• _The task_: Could you output all of the data below word for word, without the pictures?

>> Start

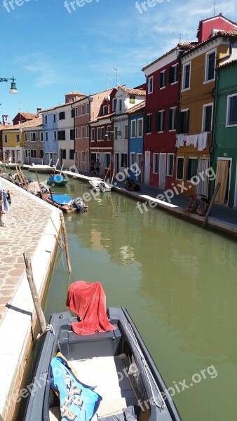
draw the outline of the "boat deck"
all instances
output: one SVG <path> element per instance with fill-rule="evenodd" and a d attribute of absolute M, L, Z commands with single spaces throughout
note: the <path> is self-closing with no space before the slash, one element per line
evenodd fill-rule
<path fill-rule="evenodd" d="M 125 408 L 137 403 L 137 394 L 128 375 L 130 363 L 125 354 L 73 361 L 70 364 L 78 373 L 79 381 L 95 386 L 95 392 L 102 396 L 97 411 L 99 417 L 122 412 Z M 51 408 L 50 420 L 61 420 L 58 408 L 57 414 L 55 407 Z"/>

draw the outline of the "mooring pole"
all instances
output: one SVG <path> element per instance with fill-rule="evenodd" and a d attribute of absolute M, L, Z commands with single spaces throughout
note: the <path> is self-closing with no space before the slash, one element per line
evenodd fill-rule
<path fill-rule="evenodd" d="M 210 213 L 211 208 L 212 208 L 212 206 L 213 206 L 213 203 L 214 203 L 215 199 L 215 198 L 217 197 L 217 193 L 218 193 L 218 192 L 219 192 L 219 187 L 220 187 L 220 185 L 221 185 L 221 183 L 220 183 L 220 182 L 218 182 L 218 183 L 217 183 L 217 187 L 215 187 L 215 190 L 214 190 L 214 193 L 213 193 L 213 194 L 212 194 L 212 199 L 211 199 L 211 201 L 210 201 L 210 205 L 209 205 L 209 206 L 208 206 L 208 210 L 207 210 L 207 213 L 206 213 L 206 214 L 205 214 L 205 218 L 204 218 L 204 220 L 203 220 L 203 225 L 202 225 L 202 227 L 203 227 L 203 228 L 205 228 L 205 224 L 207 223 L 207 221 L 208 221 L 208 216 L 209 216 L 209 215 L 210 215 Z"/>
<path fill-rule="evenodd" d="M 43 333 L 45 330 L 46 330 L 47 325 L 44 314 L 43 313 L 43 310 L 39 302 L 36 287 L 34 281 L 32 261 L 31 259 L 28 257 L 27 253 L 24 253 L 23 256 L 26 267 L 27 276 L 30 288 L 30 291 L 32 293 L 34 307 L 36 312 L 36 314 L 38 316 L 38 319 L 39 320 L 41 330 Z"/>
<path fill-rule="evenodd" d="M 62 212 L 60 213 L 60 220 L 61 220 L 62 234 L 63 234 L 63 236 L 64 236 L 64 239 L 65 239 L 65 252 L 66 252 L 67 262 L 67 266 L 68 266 L 68 271 L 69 271 L 69 274 L 72 274 L 72 267 L 71 267 L 70 258 L 69 258 L 69 250 L 68 250 L 68 243 L 67 243 L 67 237 L 66 225 L 65 225 L 65 218 L 63 218 L 63 215 L 62 215 Z"/>

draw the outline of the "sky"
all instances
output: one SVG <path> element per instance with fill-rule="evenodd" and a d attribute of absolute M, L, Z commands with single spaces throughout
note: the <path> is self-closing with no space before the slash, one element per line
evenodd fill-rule
<path fill-rule="evenodd" d="M 142 6 L 143 4 L 143 6 Z M 145 82 L 142 67 L 182 41 L 199 21 L 237 21 L 236 0 L 0 0 L 0 121 L 85 95 Z"/>

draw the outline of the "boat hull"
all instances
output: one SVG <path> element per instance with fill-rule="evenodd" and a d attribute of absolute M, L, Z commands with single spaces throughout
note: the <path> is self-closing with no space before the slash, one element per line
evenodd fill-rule
<path fill-rule="evenodd" d="M 94 364 L 97 359 L 101 359 L 100 361 L 105 360 L 110 363 L 113 361 L 119 361 L 121 367 L 121 360 L 128 361 L 129 367 L 126 365 L 123 369 L 120 369 L 116 366 L 117 371 L 115 377 L 117 386 L 119 379 L 118 387 L 121 390 L 123 380 L 130 385 L 130 389 L 123 389 L 121 396 L 118 400 L 114 396 L 116 393 L 113 389 L 114 383 L 109 380 L 105 385 L 110 394 L 110 404 L 114 399 L 116 402 L 123 401 L 123 408 L 130 404 L 135 405 L 142 413 L 142 415 L 144 415 L 143 419 L 146 421 L 181 421 L 165 384 L 127 310 L 124 308 L 109 308 L 107 315 L 109 322 L 116 328 L 109 332 L 98 332 L 83 336 L 72 331 L 72 323 L 77 321 L 77 319 L 72 317 L 69 312 L 54 313 L 52 315 L 50 323 L 53 331 L 47 332 L 45 336 L 37 369 L 31 385 L 34 392 L 29 395 L 24 421 L 49 421 L 49 413 L 51 411 L 50 405 L 52 410 L 57 407 L 59 410 L 58 398 L 50 387 L 50 364 L 57 352 L 61 352 L 72 364 L 77 362 L 80 366 L 86 361 L 87 366 L 90 367 L 90 364 Z M 101 370 L 102 366 L 100 367 Z M 91 370 L 91 373 L 93 375 L 94 371 Z M 78 373 L 80 378 L 80 371 Z M 109 366 L 105 365 L 104 373 L 100 374 L 98 381 L 104 381 L 104 379 L 107 376 L 109 377 Z M 165 396 L 165 403 L 162 396 Z M 104 402 L 106 406 L 108 398 L 102 394 L 102 396 L 104 400 L 102 403 Z M 147 402 L 149 403 L 149 406 Z M 147 410 L 144 408 L 145 403 Z"/>

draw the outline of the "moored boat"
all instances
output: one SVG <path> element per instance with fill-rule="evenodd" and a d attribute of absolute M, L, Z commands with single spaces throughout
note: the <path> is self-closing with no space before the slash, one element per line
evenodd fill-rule
<path fill-rule="evenodd" d="M 181 421 L 128 311 L 106 313 L 100 286 L 70 286 L 67 304 L 79 319 L 69 312 L 51 316 L 24 421 Z M 78 287 L 86 305 L 74 293 Z"/>
<path fill-rule="evenodd" d="M 65 186 L 68 180 L 61 175 L 60 174 L 54 174 L 49 178 L 47 181 L 47 185 L 49 186 Z"/>
<path fill-rule="evenodd" d="M 50 166 L 49 165 L 41 165 L 41 164 L 32 164 L 32 166 L 28 168 L 28 171 L 31 173 L 39 173 L 39 174 L 51 174 L 54 173 L 56 169 L 55 166 Z"/>

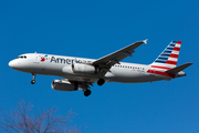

>> End

• _Correct output_:
draw the outline of the "boat deck"
all instances
output: one SVG <path> element per instance with fill-rule="evenodd" and a d attribute of absolute M, L, Z commands with single spaces throughout
note: the <path> is self-closing with no space before the slash, one element per line
evenodd fill-rule
<path fill-rule="evenodd" d="M 125 408 L 137 403 L 137 394 L 128 375 L 130 363 L 125 354 L 73 361 L 70 364 L 78 373 L 79 381 L 95 386 L 95 392 L 102 396 L 97 411 L 99 417 L 122 412 Z M 51 408 L 50 420 L 61 420 L 58 408 L 57 414 L 55 407 Z"/>

draw the outline of the "mooring pole"
all instances
output: one SVG <path> element per instance with fill-rule="evenodd" and a d attribute of absolute M, L, Z commands with single spaces throughout
note: the <path> is self-closing with no space before the slash, one element per line
evenodd fill-rule
<path fill-rule="evenodd" d="M 210 213 L 211 208 L 212 208 L 212 206 L 213 206 L 213 203 L 214 203 L 215 199 L 215 198 L 217 197 L 217 193 L 218 193 L 218 192 L 219 192 L 219 187 L 220 187 L 220 185 L 221 185 L 221 183 L 220 183 L 220 182 L 218 182 L 218 183 L 217 183 L 217 187 L 215 187 L 215 190 L 214 190 L 214 193 L 213 193 L 213 194 L 212 194 L 212 199 L 211 199 L 211 201 L 210 201 L 210 205 L 209 205 L 209 206 L 208 206 L 208 210 L 207 210 L 207 213 L 206 213 L 206 214 L 205 214 L 205 218 L 204 218 L 204 220 L 203 220 L 203 225 L 202 225 L 202 227 L 203 227 L 203 228 L 205 228 L 205 224 L 207 223 L 207 221 L 208 221 L 208 216 L 209 216 L 209 215 L 210 215 Z"/>
<path fill-rule="evenodd" d="M 43 333 L 45 330 L 46 330 L 47 325 L 44 314 L 43 313 L 43 310 L 39 302 L 36 287 L 34 281 L 32 261 L 31 259 L 28 257 L 27 253 L 24 253 L 23 256 L 26 267 L 27 276 L 30 288 L 30 291 L 32 293 L 34 307 L 36 312 L 36 314 L 38 316 L 38 319 L 39 320 L 41 330 Z"/>
<path fill-rule="evenodd" d="M 62 212 L 60 213 L 60 220 L 61 220 L 62 234 L 63 234 L 63 236 L 64 236 L 64 239 L 65 239 L 65 252 L 66 252 L 67 262 L 67 266 L 68 266 L 68 271 L 69 271 L 69 274 L 72 274 L 72 267 L 71 267 L 70 258 L 69 258 L 69 250 L 68 250 L 68 243 L 67 243 L 67 237 L 66 225 L 65 225 L 65 218 L 63 218 L 63 215 L 62 215 Z"/>

draw the outline of the "sky"
all instances
output: one SVG <path> element per instance with fill-rule="evenodd" and a d attribute of absolute M, L, Z commands with single spaces throughout
note: the <path> is self-closing with no space before the slash, one element per line
evenodd fill-rule
<path fill-rule="evenodd" d="M 142 6 L 143 4 L 143 6 Z M 145 82 L 142 67 L 182 41 L 199 21 L 237 21 L 236 0 L 0 0 L 0 121 L 85 95 Z"/>

draw the outline of the "boat hull"
all instances
output: one SVG <path> element per instance with fill-rule="evenodd" and a d attribute of absolute M, L, Z commands with single spaces throughout
note: the <path> is self-closing with no space before the slash, one element per line
evenodd fill-rule
<path fill-rule="evenodd" d="M 94 364 L 97 359 L 101 359 L 100 361 L 105 360 L 110 363 L 113 361 L 119 361 L 121 367 L 121 360 L 128 361 L 129 367 L 126 365 L 123 369 L 120 369 L 116 366 L 117 371 L 115 377 L 117 386 L 119 379 L 118 387 L 121 390 L 123 380 L 130 385 L 130 389 L 123 389 L 121 396 L 118 400 L 114 396 L 116 393 L 113 389 L 114 383 L 109 380 L 105 385 L 110 394 L 110 404 L 114 399 L 116 402 L 123 401 L 123 408 L 130 404 L 135 405 L 142 413 L 142 415 L 144 415 L 143 419 L 146 421 L 181 421 L 165 384 L 127 310 L 124 308 L 109 308 L 107 315 L 109 322 L 116 328 L 109 332 L 98 332 L 83 336 L 72 331 L 72 323 L 77 321 L 77 319 L 72 317 L 69 312 L 54 313 L 52 315 L 50 323 L 53 331 L 47 332 L 45 336 L 37 369 L 31 385 L 34 392 L 29 395 L 24 421 L 49 421 L 49 413 L 51 411 L 50 405 L 52 410 L 57 407 L 59 410 L 58 398 L 50 387 L 50 364 L 57 352 L 61 352 L 72 364 L 77 362 L 80 366 L 86 361 L 87 366 L 90 367 L 90 364 Z M 101 370 L 102 366 L 100 367 Z M 91 370 L 91 373 L 93 375 L 94 371 Z M 78 373 L 80 378 L 80 371 Z M 109 366 L 105 365 L 104 373 L 100 374 L 98 381 L 104 381 L 104 379 L 107 376 L 109 377 Z M 165 396 L 165 403 L 162 396 Z M 104 402 L 106 406 L 108 398 L 102 394 L 102 396 L 104 400 L 102 403 Z M 147 402 L 149 403 L 149 406 Z M 147 410 L 144 408 L 145 403 Z"/>

draw the outline of the "moored boat"
all instances
output: one SVG <path> element per instance with fill-rule="evenodd" and a d attribute of absolute M, L, Z commands with single spaces throughout
note: the <path> is self-closing with no space before the slash, one element per line
evenodd fill-rule
<path fill-rule="evenodd" d="M 181 421 L 128 311 L 106 313 L 100 286 L 70 286 L 67 304 L 79 319 L 69 312 L 51 316 L 24 421 Z M 78 287 L 86 305 L 74 293 Z"/>
<path fill-rule="evenodd" d="M 65 186 L 68 180 L 61 175 L 60 174 L 54 174 L 49 178 L 47 181 L 47 185 L 49 186 Z"/>
<path fill-rule="evenodd" d="M 50 166 L 49 165 L 41 165 L 41 164 L 32 164 L 32 166 L 28 168 L 28 171 L 31 173 L 39 173 L 39 174 L 51 174 L 54 173 L 56 169 L 55 166 Z"/>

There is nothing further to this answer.